I’ve said it before and I will say it again, we can’t expect to solicit empathy by robotically sharing viral videos depicting the fresh kill of Black lives in motion.
Ahmaud Arbery, 25, a high school footballer was shot to death while innocently jogging in a neighborhood in Georgia’s Glyn County.
He wasn’t breaking any laws during his outdoor activity, but his white killers who were in pursuit in a pickup truck claim they wrongly identified Arbery as the Black suspect responsible for a series of break-ins in the area.
They proceeded to chase their victim down until he was within reach for what they had in store for him.
Arbery’s murderers are an ex-cop, who undoubtedly has a track record of police brutality, and his adult son who came along for the joy ride.
And true to form when it comes to America’s preferred religion of white supremacy, both these men who are caught in the act of gunning down an innocent, young Black man, have not been charged for the crime that was committed in broad daylight.
Once the unfortunate incident made headline news, prominent politicians like Democratic presidential nominee Joe Biden, have spoken out to condemn the actions that resulted in yet another senseless slaying of a Black life in a country that has a long and torrid history of hate crimes, resulting in the acquittal of white slayers.
The event happened back in February and no arrests have been made, and the graphic video being shared with emphatic motives won’t change a damn thing.
Death videos have become quite popular, and I will admit that I was one of the clueless who truly believed that the only way way to raise awareness of systemic violence against my own kind was to present the glaring evidence of injustice in it’s most morbid form.

▶ **What you need to do**:
1. Answer these questions from the commentary on Ahmaud Arbery's killing:
(a) How old was Arbery?
(b) In what vehicle were his killers pursuing him?
(c) In what month did the event happen?
2. Pick up the commentary on Ahmaud Arbery's killing right after its final sentence and keep writing it.

▶ **Record set**:
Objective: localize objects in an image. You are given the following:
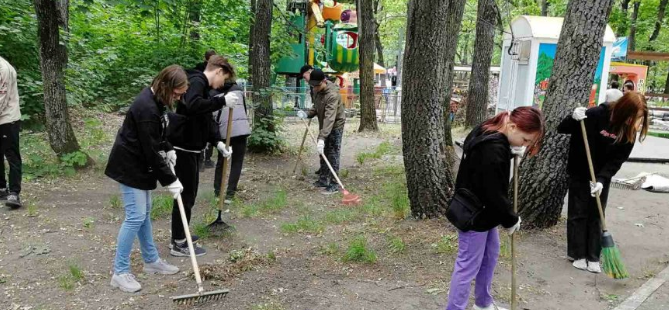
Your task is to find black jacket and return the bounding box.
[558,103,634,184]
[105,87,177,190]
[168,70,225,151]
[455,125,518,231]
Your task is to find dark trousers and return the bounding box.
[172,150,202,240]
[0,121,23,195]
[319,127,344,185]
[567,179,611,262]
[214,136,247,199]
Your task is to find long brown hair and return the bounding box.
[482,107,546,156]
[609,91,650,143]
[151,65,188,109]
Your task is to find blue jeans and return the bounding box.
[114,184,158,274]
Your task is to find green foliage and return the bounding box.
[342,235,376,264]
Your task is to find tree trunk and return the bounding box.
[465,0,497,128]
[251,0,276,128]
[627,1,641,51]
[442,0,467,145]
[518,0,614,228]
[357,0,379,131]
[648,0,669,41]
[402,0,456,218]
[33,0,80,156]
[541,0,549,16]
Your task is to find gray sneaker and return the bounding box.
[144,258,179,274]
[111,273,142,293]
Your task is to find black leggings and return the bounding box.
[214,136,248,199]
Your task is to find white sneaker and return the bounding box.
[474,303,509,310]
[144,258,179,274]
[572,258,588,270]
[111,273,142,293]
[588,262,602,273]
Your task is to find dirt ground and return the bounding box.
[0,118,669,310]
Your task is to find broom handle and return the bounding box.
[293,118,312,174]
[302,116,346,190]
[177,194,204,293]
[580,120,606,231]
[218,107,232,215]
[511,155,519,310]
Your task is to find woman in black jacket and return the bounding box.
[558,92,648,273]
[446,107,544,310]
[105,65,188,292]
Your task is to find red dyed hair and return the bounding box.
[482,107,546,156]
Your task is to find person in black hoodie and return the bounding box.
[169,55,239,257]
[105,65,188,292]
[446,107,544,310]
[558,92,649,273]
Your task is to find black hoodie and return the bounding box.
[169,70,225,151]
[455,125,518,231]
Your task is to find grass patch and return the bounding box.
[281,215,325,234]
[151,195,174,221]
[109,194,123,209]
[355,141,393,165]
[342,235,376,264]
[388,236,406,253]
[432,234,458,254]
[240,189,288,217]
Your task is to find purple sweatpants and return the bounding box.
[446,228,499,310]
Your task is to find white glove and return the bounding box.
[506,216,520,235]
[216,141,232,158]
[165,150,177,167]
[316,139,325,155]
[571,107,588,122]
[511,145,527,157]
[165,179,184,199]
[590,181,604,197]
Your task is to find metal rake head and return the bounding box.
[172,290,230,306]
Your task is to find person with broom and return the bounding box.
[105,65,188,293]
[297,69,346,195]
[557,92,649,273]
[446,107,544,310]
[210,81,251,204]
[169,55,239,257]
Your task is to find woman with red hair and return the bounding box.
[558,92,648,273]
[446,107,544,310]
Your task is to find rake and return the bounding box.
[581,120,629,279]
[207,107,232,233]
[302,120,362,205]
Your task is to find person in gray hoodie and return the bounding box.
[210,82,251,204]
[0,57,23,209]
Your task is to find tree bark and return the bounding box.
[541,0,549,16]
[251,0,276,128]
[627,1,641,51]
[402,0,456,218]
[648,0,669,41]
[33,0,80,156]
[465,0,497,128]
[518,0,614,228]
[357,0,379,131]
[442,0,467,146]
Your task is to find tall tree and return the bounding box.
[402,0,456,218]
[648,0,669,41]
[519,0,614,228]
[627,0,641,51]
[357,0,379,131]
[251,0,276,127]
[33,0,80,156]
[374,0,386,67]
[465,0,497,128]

▶ **Task results**:
1.
(a) 25
(b) A pickup truck
(c) February

2.
But after the dreadful summer of hate in 2018, when renowned news organizations shamelessly capitalized on the societal virus of white people gleefully gaining notoriety from putting Black lives at risk, with the help of idiotic police officers called to the scene —I was finally rescued from the misleading narrative that I helped perpetuate.
You can’t force racists to suddenly change their ways with over-saturation of content that repeatedly tells the same story.
We have sprinted past the shock value that used to summon human tendencies for the betterment of mankind.
The temperature at the moment is cool as ice, and nothing can be said or done to evoke the reactions we are desperate to inspire by clogging timelines with the latest blood-splattered clip that white folks gawk at with distanced fascination.
What happened to Ahmaud Arbery is personal because I see my brothers and cousins in his beautiful face, and I tremble with fear and tears at what I pray will never be my reality to stoically face while the judicial system righteously fucks my family over, and social media platforms are alight with shocking footage of what aches my heart.
Yes, Shaun King & Co. are actively begging for us to circulate the videos with fervor, and while it’s customary for that brand of activism, I must intervene with pleas of mercy that denounce this long-held practice of brandishing the viable currency of Black pain in an effort to uphold the basic requirements of being “woke” enough for mentions.
When do we stop seducing the endorsement of whiteness to no avail?
We already know where we’re at and why what happened to Ahmaud Arbery will surely transpire again.
Botham Jean was shot in the chest in his own apartment by a white policewoman who claims that she mistakenly wondered into the wrong unit, and didn’t even realize what was up until she was staring at the dead body of the Black man she murdered.
Amber Guyger is a name I won’t forget because her fragile whiteness gave her the audacity to be emotional during the trial of a case where she was the cold-blooded killer, who ended the promising life of a 32-year-old law-abiding citizen, who never imagined he would be gunned down by an intruder with a badge.
Guyger was sentenced to 10 years in prison, which is beyond tragic given the horrific circumstances of Jean’s murder, and how we still don’t have the pertinent details about the questionable mind state of his killer, who was quickly rescued by the Dallas Police Department, minutes after the crime was committed.
We don’t have footage of Botham Jean being riddled with bullets by his assailant and we don’t need the click bait because it won’t add or subtract from our reasonable assessment of the incident.
Let’s stop sharing videos of Black pain and Black death.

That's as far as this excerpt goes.